── Exercise passage
Algorithm selection

Algorithm selection is a meta-algorithmic technique to choose an algorithm from a portfolio on an instance-by-instance basis. It is motivated by the observation that on many practical problems, algorithms have different performances. That is, while one algorithm performs well on some instances, it performs poorly on others and vice versa for another algorithm. If we can identify when to use which algorithm, we can get the best of both worlds and improve overall performance. This is what algorithm selection aims to do. The only prerequisite for applying algorithm selection techniques is that there exists a set of complementary algorithms.

Definition

Given a portfolio of algorithms, a set of instances and a cost metric, the algorithm selection problem consists of finding a mapping from instances to algorithms such that the cost across all instances is optimized.

Examples

Boolean satisfiability problem (and other hard combinatorial problems)

A well-known application of algorithm selection is the Boolean satisfiability problem. Here, the portfolio of algorithms is a set of SAT solvers, the instances are Boolean formulas, the cost metric is for example average runtime or number of unsolved instances. So, the goal is to select a well-performing SAT solver for each individual instance. In the same way, algorithm selection can be applied to many other -hard problems. Competition-winning systems in SAT are SATzilla, 3S and CSHC

Machine learning

In machine learning, algorithm selection is better known as meta-learning. The portfolio of algorithms consists of machine learning algorithms, the instances are data sets and the cost metric is for example the error rate. So, the goal is to predict which machine learning algorithm will have a small error on each data set.

Instance features

The algorithm selection problem is mainly solved with machine learning techniques. By representing the problem instances by numerical features, algorithm selection can be seen as a multi-class classification problem by learning a mapping for a given instance.
Instance features are numerical representations of instances. For example, we can count the number of variables, clauses, average clause length for Boolean formulas, or number of samples, features, class balance for ML data sets to get an impression about their characteristics.

Static vs. probing features

We distinguish between two kinds of features:

Static features are in most cases some counts and statistics. These features ranges from very cheap features to very complex features.
Probing features are computed by running some analysis of algorithm behavior on an instance. These feature often cost more than simple static features.
Feature costs

Depending on the used performance metric, feature computation can be associated with costs.
For example, if we use running time as performance metric, we include the time to compute our instance features into the performance of an algorithm selection system.
SAT solving is a concrete example, where such feature costs cannot be neglected, since instance features for CNF formulas can be either very cheap or very expensive.
────
── Entries shown
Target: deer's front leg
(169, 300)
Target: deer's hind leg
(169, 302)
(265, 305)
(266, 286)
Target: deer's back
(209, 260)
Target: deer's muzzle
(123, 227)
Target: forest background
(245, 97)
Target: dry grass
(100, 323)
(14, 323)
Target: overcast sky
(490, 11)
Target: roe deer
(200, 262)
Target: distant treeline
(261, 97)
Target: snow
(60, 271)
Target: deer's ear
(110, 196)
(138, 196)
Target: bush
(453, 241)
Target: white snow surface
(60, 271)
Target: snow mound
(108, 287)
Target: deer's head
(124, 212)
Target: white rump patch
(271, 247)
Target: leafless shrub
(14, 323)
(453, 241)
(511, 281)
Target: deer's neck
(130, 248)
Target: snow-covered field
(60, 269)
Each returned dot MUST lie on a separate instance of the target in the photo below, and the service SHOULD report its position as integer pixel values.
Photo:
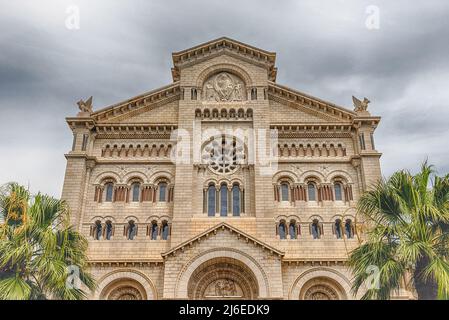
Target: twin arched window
(154, 230)
(163, 231)
(311, 191)
(347, 228)
(316, 229)
(291, 231)
(98, 230)
(338, 229)
(282, 230)
(109, 192)
(284, 191)
(131, 230)
(338, 192)
(136, 192)
(223, 200)
(162, 192)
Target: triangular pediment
(221, 46)
(221, 227)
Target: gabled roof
(217, 46)
(223, 226)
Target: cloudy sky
(123, 49)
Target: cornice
(213, 230)
(126, 262)
(313, 130)
(314, 262)
(312, 103)
(152, 98)
(134, 131)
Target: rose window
(223, 155)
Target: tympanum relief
(224, 87)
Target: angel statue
(85, 107)
(360, 105)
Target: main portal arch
(222, 278)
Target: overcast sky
(122, 49)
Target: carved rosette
(224, 87)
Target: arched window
(284, 191)
(338, 229)
(162, 192)
(349, 230)
(254, 94)
(338, 193)
(211, 193)
(165, 230)
(154, 230)
(136, 192)
(193, 94)
(282, 230)
(97, 230)
(236, 200)
(109, 192)
(108, 230)
(311, 191)
(223, 200)
(316, 229)
(292, 230)
(132, 230)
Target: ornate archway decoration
(222, 278)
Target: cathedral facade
(221, 185)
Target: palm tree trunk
(427, 289)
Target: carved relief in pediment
(224, 87)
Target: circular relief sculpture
(223, 155)
(125, 293)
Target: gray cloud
(123, 50)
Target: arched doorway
(222, 278)
(124, 289)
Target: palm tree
(408, 236)
(39, 250)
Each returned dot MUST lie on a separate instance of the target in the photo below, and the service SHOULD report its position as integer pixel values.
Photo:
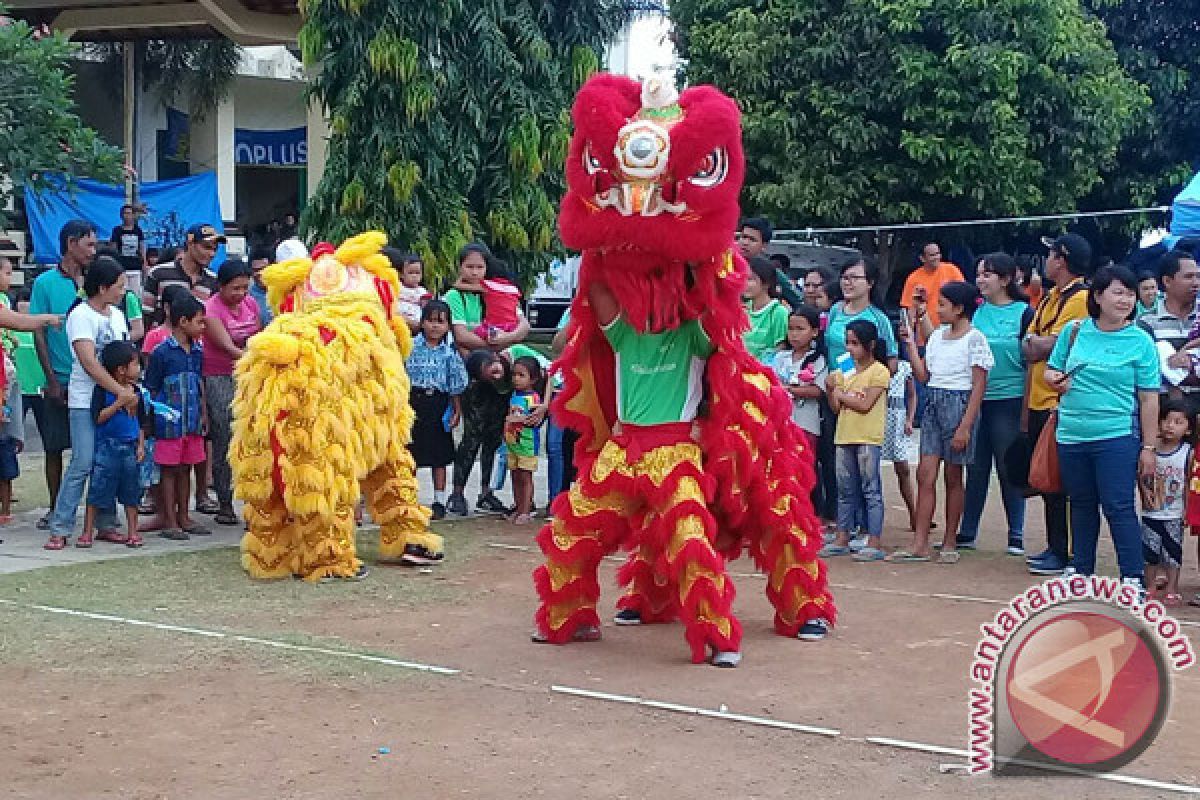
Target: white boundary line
(882, 741)
(1115, 777)
(238, 637)
(880, 590)
(691, 709)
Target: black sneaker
(628, 617)
(814, 630)
(491, 504)
(457, 504)
(420, 555)
(1049, 566)
(1039, 557)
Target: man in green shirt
(649, 475)
(54, 292)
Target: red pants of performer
(647, 492)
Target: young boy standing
(174, 379)
(120, 443)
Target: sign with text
(271, 148)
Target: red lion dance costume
(652, 200)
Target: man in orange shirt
(927, 281)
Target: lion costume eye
(591, 163)
(713, 169)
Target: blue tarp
(1186, 210)
(172, 206)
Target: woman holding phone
(1107, 371)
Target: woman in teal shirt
(1002, 319)
(858, 277)
(1107, 371)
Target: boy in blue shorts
(120, 443)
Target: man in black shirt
(130, 241)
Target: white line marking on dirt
(691, 709)
(1116, 777)
(237, 637)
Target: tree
(1156, 42)
(874, 112)
(202, 70)
(40, 132)
(449, 120)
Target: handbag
(1044, 475)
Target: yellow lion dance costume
(322, 415)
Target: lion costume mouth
(641, 182)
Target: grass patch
(209, 590)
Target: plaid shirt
(173, 378)
(439, 368)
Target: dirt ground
(96, 708)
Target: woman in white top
(90, 325)
(955, 372)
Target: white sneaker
(727, 659)
(814, 630)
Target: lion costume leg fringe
(268, 548)
(327, 546)
(391, 497)
(677, 567)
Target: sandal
(869, 554)
(113, 536)
(905, 557)
(582, 633)
(208, 506)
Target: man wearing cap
(192, 270)
(1068, 264)
(1171, 320)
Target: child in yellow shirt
(858, 396)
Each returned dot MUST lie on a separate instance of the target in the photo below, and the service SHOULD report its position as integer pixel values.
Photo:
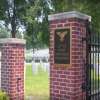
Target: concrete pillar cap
(71, 14)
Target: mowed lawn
(36, 86)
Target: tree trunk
(13, 25)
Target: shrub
(3, 96)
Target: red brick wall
(12, 70)
(66, 83)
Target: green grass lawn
(36, 86)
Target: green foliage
(3, 96)
(37, 33)
(36, 85)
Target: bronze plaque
(62, 46)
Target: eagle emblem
(62, 35)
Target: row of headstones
(44, 66)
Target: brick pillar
(66, 82)
(12, 67)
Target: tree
(4, 33)
(37, 24)
(86, 6)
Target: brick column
(66, 82)
(12, 67)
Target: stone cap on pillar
(12, 41)
(71, 14)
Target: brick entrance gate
(12, 67)
(67, 79)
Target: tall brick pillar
(12, 67)
(67, 77)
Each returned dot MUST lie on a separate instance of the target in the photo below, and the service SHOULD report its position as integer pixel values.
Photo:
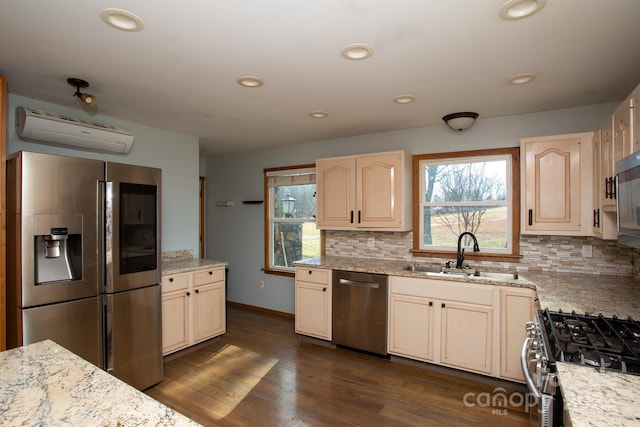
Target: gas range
(606, 343)
(603, 343)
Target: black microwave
(628, 200)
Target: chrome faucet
(460, 256)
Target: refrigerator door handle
(107, 235)
(108, 328)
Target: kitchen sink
(423, 268)
(495, 275)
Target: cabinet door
(411, 327)
(552, 199)
(209, 315)
(517, 307)
(379, 193)
(313, 310)
(467, 338)
(175, 321)
(336, 192)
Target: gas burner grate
(605, 343)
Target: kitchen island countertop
(184, 265)
(45, 384)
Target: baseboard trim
(261, 309)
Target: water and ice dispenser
(58, 254)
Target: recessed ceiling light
(249, 81)
(122, 19)
(357, 51)
(404, 99)
(518, 9)
(520, 79)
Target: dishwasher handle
(358, 283)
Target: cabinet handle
(613, 187)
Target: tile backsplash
(539, 253)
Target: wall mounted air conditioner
(56, 129)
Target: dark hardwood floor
(261, 374)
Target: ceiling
(180, 72)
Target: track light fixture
(460, 121)
(86, 98)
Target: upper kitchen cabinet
(557, 179)
(367, 192)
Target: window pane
(466, 182)
(489, 223)
(293, 241)
(301, 199)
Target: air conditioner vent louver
(57, 129)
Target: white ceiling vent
(56, 129)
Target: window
(476, 191)
(290, 217)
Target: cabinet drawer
(175, 282)
(443, 290)
(208, 276)
(313, 275)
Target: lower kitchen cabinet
(467, 338)
(410, 326)
(193, 308)
(313, 302)
(517, 307)
(444, 322)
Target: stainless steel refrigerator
(84, 261)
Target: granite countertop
(594, 398)
(45, 384)
(183, 265)
(398, 268)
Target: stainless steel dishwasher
(359, 312)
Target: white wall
(236, 234)
(176, 154)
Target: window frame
(268, 268)
(514, 153)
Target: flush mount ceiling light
(404, 99)
(122, 19)
(249, 81)
(519, 9)
(87, 99)
(460, 121)
(520, 79)
(357, 51)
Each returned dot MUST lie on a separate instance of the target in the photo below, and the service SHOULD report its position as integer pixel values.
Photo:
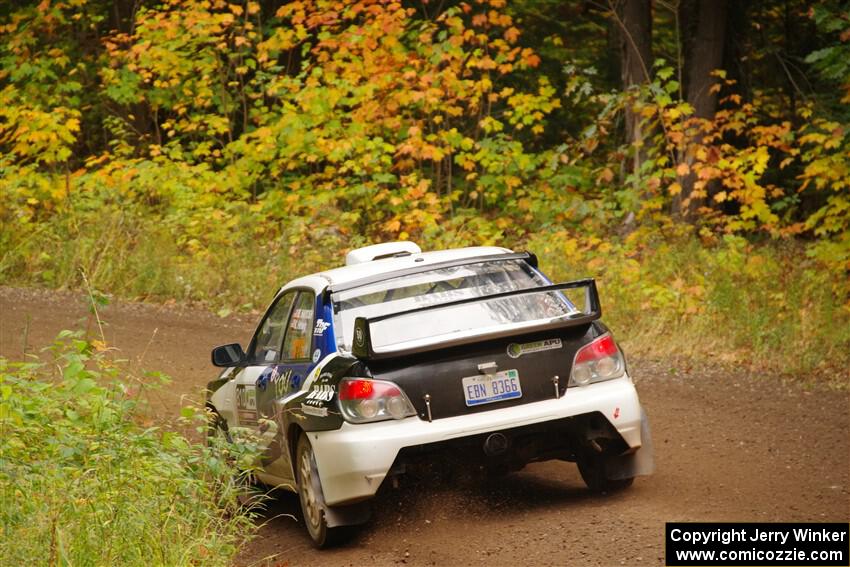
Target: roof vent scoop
(381, 251)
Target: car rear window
(444, 285)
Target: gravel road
(729, 446)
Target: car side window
(296, 344)
(267, 343)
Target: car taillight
(362, 400)
(598, 361)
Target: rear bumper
(354, 460)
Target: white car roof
(347, 274)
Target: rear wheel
(592, 466)
(310, 496)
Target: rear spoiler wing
(362, 344)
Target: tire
(592, 467)
(311, 498)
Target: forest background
(692, 155)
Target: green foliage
(207, 150)
(762, 306)
(87, 479)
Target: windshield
(444, 285)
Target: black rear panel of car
(537, 359)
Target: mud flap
(335, 516)
(639, 463)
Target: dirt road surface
(729, 446)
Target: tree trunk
(705, 56)
(635, 18)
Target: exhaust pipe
(496, 444)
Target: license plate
(246, 404)
(489, 388)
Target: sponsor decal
(321, 393)
(314, 411)
(516, 350)
(321, 327)
(281, 381)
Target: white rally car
(402, 356)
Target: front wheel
(310, 496)
(592, 466)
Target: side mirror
(228, 355)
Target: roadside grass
(87, 479)
(665, 292)
(765, 306)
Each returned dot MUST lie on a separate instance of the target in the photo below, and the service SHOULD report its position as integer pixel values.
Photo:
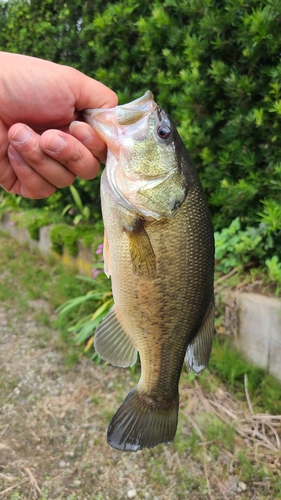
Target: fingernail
(82, 133)
(21, 135)
(55, 143)
(12, 151)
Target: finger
(27, 182)
(71, 153)
(7, 175)
(86, 134)
(27, 144)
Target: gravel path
(54, 417)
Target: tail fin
(141, 422)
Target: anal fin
(112, 342)
(199, 350)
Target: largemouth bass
(159, 251)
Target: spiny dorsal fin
(199, 351)
(142, 254)
(112, 343)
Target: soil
(54, 417)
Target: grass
(216, 447)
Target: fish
(159, 252)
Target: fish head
(143, 171)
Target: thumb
(90, 93)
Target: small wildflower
(99, 250)
(95, 272)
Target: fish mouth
(107, 121)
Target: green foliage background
(214, 65)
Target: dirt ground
(54, 417)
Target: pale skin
(42, 145)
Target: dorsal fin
(112, 342)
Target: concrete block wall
(258, 335)
(259, 331)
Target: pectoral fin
(199, 351)
(106, 257)
(142, 254)
(112, 343)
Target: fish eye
(163, 131)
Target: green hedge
(213, 64)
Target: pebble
(131, 493)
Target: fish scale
(159, 251)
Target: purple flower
(95, 272)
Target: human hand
(40, 149)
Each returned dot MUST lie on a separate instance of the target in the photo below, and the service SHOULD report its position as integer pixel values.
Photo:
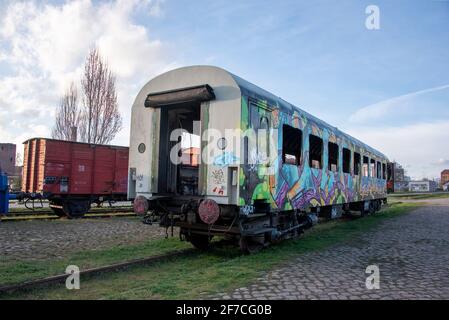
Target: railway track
(61, 278)
(49, 215)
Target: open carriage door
(258, 149)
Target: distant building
(422, 186)
(444, 177)
(8, 158)
(401, 181)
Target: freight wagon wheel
(75, 209)
(200, 241)
(59, 212)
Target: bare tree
(100, 118)
(68, 115)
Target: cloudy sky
(387, 87)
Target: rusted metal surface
(93, 271)
(69, 168)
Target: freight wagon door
(179, 149)
(179, 152)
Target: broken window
(315, 152)
(291, 145)
(333, 156)
(356, 163)
(379, 170)
(365, 167)
(372, 168)
(346, 160)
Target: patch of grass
(12, 272)
(220, 270)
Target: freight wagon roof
(75, 142)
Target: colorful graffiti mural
(300, 186)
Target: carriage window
(291, 145)
(315, 152)
(365, 166)
(333, 156)
(372, 168)
(346, 160)
(356, 163)
(379, 170)
(263, 138)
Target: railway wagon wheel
(75, 209)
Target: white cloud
(45, 46)
(421, 147)
(381, 109)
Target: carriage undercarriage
(250, 233)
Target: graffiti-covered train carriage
(263, 169)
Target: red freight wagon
(73, 175)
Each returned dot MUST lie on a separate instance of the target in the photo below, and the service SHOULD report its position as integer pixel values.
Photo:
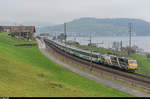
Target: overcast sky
(60, 11)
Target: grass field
(26, 72)
(143, 61)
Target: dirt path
(93, 77)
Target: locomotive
(125, 63)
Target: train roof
(75, 48)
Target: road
(106, 82)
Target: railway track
(134, 79)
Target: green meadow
(26, 72)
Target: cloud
(59, 11)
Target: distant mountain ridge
(103, 27)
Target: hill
(26, 72)
(102, 27)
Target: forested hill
(103, 27)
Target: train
(124, 63)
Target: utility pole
(121, 45)
(130, 27)
(91, 52)
(65, 36)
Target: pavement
(106, 82)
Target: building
(24, 32)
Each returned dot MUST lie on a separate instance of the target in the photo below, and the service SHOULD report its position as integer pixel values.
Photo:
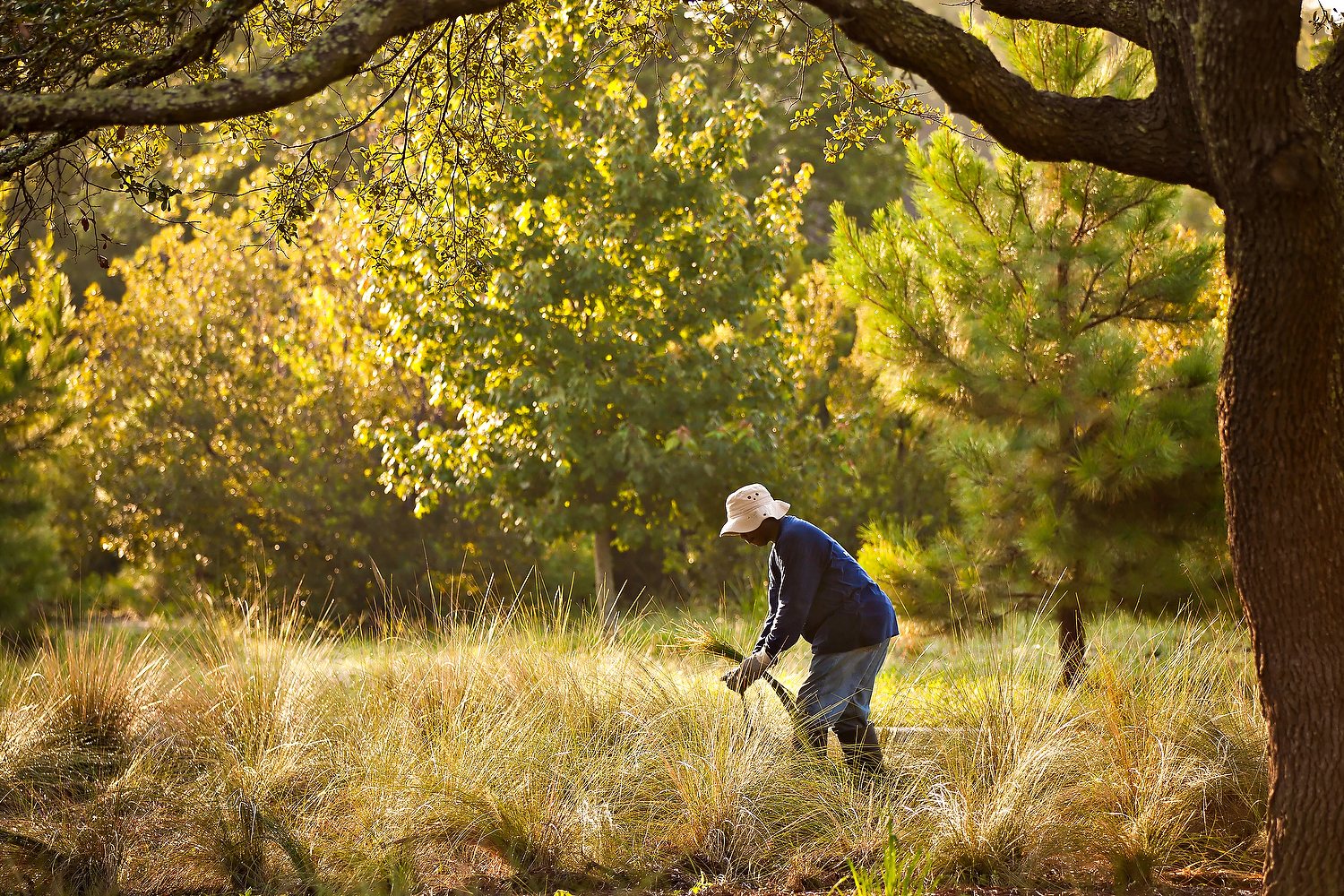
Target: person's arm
────
- _What to do_
1 - According to the algorithm selection text, what is algorithm selection better known as in machine learning?
2 - Go on with the algorithm selection text from the point where it ends.
The records have nothing to do with the algorithm selection text.

- _Replies_
1 - Meta-learning.

2 -
It is important to take the overhead of feature computation into account in practice in such scenarios; otherwise a misleading impression of the performance of the algorithm selection approach is created. For example, if the decision which algorithm to choose can be made with perfect accuracy, but the features are the running time of the portfolio algorithms, there is no benefit to the portfolio approach. This would not be obvious if feature costs were omitted.

Approaches

Regression approach

One of the first successful algorithm selection approaches predicted the performance of each algorithm and selected the algorithm with the best predicted performance for an instance.

Clustering approach

A common assumption is that the given set of instances can be clustered into homogeneous subsets
and for each of these subsets, there is one well-performing algorithm for all instances in there.
So, the training consists of identifying the homogeneous clusters via an unsupervised clustering approach and associating an algorithm with each cluster.
A new instance is assigned to a cluster and the associated algorithm selected.
A more modern approach is cost-sensitive hierarchical clustering using supervised learning to identify the homogeneous instance subsets.

Pairwise cost-sensitive classification approach

A common approach for multi-class classification is to learn pairwise models between every pair of classes
and choose the class that was predicted most often by the pairwise models.
We can weight the instances of the pairwise prediction problem by the performance difference between the two algorithms.
This is motivated by the fact that we care most about getting predictions with large differences correct, but the penalty for an incorrect prediction is small if there is almost no performance difference.
Therefore, each instance for training a classification model vs is associated with a cost.

Requirements

The algorithm selection problem can be effectively applied under the following assumptions:

The portfolio of algorithms is complementary with respect to the instance set, i.e., there is no single algorithm that dominates the performance of all other algorithms over .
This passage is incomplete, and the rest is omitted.